** Opening Text segment block **

The moral and social acceptance of same-sex marriage will injure all children, not just the children of homosexuals. Schoolchildren will be taught that gender doesn’t matter, that parenting is nothing more than a pair of unisex bodies bringing home money and pitching in with the housework. They’ll learn from television and movies that marriage is about fulfilling adult sexual and emotional desires, that committed relationships do not demand sexual fidelity, and that the words ‘husband’ and ‘wife’ are essentially meaningless.

Worst of all, the widespread acceptance of same-sex marriage will teach our children that the natural differences between the genders are artificial and that the metaphors used in the Bible to describe divinely-established relationships are culturally relative. In their eyes, the gospel will become nothing more than a curious and subjective fairy tale, perhaps relevant 2,000 years ago but certainly not today.

I used to pray daily for Alex, a habit I must confess has waned over the past few years. God can surely transform his life, renew his mind, and bring him to a saving knowledge of Christ the Redeemer. There’s no question of that. His tainted worldview must first be overcome, however, a task easier said than done and one that could have been largely avoided had his parents’ marriage only reflected God’s character more purely.

Christians have stood as watchmen on the walls dozens of times over the past century, warning against subtly redefining the family in terms of adult desires rather than children’s best interests. The liberal attitudes preceding and accompanying birth control, abortion, no-fault divorce, cohabitation and pre-marital sex have proved devastating to individuals and communities, but are too firmly ingrained in the modern psyche to realistically reverse.

Same-sex marriage is just the latest redefinition of the family, though surely far less subtle and far more devastating. We’re again asked to initiate a vast, risky experiment with children, only this time we know what happens when children grow up without a mother or a father. Perhaps Judith Wallerstein, the pre-eminent researcher on children of divorce for nearly half a century, put it best when she lamented:

In order to rush to improve the lives of adults….we made radical changes in the family without realizing how it would change the experience of growing up. We embarked on a gigantic social experiment without any idea of how the next generation would be affected. If the truth be told, and if we are able to face it, the history of divorce in our society is replete with unwarranted assumptions that adults have made about children simply because such assumptions are congenial to adult needs and wishes.

** Closing Text segment block **

> What you will do
- 1) In the piece on same-sex marriage and children, how is Judith Wallerstein described?
- 2) Extend the piece on same-sex marriage and children with a few paragraphs that follow the closing quotation.

** Opening Available data block **

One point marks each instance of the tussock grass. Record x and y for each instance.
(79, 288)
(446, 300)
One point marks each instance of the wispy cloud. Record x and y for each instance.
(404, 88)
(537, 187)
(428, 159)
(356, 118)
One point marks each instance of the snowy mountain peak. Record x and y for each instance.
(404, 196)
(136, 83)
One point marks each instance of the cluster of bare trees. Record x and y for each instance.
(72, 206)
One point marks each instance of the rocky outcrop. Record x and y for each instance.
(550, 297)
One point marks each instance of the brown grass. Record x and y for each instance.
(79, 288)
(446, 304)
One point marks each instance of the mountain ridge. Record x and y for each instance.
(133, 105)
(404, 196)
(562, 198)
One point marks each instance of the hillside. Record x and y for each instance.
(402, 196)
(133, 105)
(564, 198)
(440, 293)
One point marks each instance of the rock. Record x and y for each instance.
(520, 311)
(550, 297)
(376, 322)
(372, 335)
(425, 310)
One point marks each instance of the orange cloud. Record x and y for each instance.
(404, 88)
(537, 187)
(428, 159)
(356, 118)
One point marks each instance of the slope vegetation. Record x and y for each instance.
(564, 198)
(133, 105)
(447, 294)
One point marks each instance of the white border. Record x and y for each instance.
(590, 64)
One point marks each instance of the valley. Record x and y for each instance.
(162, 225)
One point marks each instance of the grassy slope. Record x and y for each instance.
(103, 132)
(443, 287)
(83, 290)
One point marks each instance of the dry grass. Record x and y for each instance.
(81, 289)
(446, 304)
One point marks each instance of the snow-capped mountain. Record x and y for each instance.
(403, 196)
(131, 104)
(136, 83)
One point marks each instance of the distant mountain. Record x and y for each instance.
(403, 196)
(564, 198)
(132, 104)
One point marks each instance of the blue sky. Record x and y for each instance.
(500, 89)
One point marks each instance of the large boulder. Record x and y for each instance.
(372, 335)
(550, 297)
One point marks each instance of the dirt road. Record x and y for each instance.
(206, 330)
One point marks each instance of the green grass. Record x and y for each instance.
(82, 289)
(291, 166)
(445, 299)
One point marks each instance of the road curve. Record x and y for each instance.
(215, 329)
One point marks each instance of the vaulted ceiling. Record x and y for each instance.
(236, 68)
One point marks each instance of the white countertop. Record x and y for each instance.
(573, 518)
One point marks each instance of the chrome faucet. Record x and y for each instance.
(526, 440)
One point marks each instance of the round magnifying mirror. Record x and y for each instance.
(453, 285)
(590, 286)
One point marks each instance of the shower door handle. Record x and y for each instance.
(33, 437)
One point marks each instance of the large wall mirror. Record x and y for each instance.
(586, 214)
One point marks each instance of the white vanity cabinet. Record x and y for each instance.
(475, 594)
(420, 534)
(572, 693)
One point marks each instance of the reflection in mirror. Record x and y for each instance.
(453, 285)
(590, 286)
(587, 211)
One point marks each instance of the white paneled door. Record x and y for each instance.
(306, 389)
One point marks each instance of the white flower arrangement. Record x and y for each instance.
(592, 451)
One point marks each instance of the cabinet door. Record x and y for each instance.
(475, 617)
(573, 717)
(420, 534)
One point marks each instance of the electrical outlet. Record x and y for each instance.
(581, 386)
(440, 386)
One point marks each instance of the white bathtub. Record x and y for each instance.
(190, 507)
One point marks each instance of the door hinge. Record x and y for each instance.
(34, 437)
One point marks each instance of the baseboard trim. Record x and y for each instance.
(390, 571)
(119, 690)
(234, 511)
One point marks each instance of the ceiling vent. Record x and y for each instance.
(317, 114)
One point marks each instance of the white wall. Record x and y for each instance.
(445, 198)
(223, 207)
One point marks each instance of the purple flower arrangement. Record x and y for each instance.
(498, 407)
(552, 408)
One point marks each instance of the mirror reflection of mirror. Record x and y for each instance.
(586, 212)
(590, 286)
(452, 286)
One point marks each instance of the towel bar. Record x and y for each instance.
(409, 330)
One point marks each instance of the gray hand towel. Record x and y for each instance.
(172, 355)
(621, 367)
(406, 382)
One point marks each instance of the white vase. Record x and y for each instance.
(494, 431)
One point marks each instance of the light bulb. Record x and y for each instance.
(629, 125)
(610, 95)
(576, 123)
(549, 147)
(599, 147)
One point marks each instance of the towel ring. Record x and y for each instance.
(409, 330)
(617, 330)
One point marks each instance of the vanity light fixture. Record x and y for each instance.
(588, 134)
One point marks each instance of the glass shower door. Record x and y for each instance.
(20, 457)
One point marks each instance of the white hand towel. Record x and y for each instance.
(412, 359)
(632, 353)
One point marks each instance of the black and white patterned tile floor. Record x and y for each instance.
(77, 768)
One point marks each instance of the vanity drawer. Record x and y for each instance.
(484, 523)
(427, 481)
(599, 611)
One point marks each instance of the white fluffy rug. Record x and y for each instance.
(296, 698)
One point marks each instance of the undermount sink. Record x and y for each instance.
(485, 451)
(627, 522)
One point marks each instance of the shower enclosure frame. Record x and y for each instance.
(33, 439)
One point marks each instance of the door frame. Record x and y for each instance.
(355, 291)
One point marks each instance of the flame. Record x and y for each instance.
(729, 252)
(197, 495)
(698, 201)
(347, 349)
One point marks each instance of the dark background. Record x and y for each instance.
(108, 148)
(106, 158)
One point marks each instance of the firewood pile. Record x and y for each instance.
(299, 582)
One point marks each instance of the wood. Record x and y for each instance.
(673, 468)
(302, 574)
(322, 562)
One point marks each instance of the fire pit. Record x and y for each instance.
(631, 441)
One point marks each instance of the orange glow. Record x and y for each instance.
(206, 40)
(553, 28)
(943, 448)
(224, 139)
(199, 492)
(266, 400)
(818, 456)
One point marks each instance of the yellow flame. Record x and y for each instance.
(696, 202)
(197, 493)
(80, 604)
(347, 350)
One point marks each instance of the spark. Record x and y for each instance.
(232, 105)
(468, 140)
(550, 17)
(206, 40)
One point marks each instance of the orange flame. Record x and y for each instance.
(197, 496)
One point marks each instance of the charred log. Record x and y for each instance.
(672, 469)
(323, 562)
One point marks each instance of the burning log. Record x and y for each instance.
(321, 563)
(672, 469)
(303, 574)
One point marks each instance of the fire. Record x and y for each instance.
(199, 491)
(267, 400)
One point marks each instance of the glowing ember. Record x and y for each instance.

** Closing Available data block **

> Answers by item
- 1) She is described as the pre-eminent researcher on children of divorce for nearly half a century.

- 2)
How many lives will be ruined if we succumb to the cultural and political tides of the moment? How can Christians reconcile their support of same-sex marriage with Christ’s commands to love our neighbors, reduce suffering, and meet physical and spiritual needs, knowing how earlier experiments have turned out?

Our job is not to stop the world from sinning. It is to win the world to Christ. If same-sex marriage becomes culturally acceptable, the next generation may no longer understand the character of God, which is described in the Bible using images of family. Their entire worldviews will rest on distorted, secular lies which proclaim that gender doesn’t matter, that sex is merely biological, and that marriage and childbearing are somehow unrelated.

As Christians we must be salt in the world, that is, we must preserve divinely-ordained institutions such as marriage and family. We must also be light in the world, meaning we must shine God’s truth in the dark areas of the culture. The battle against same-sex marriage is a magnificent opportunity for us to obey our Creator, to preserve biblical metaphors for future generations of believers, and to see people like Alex come to know Christ.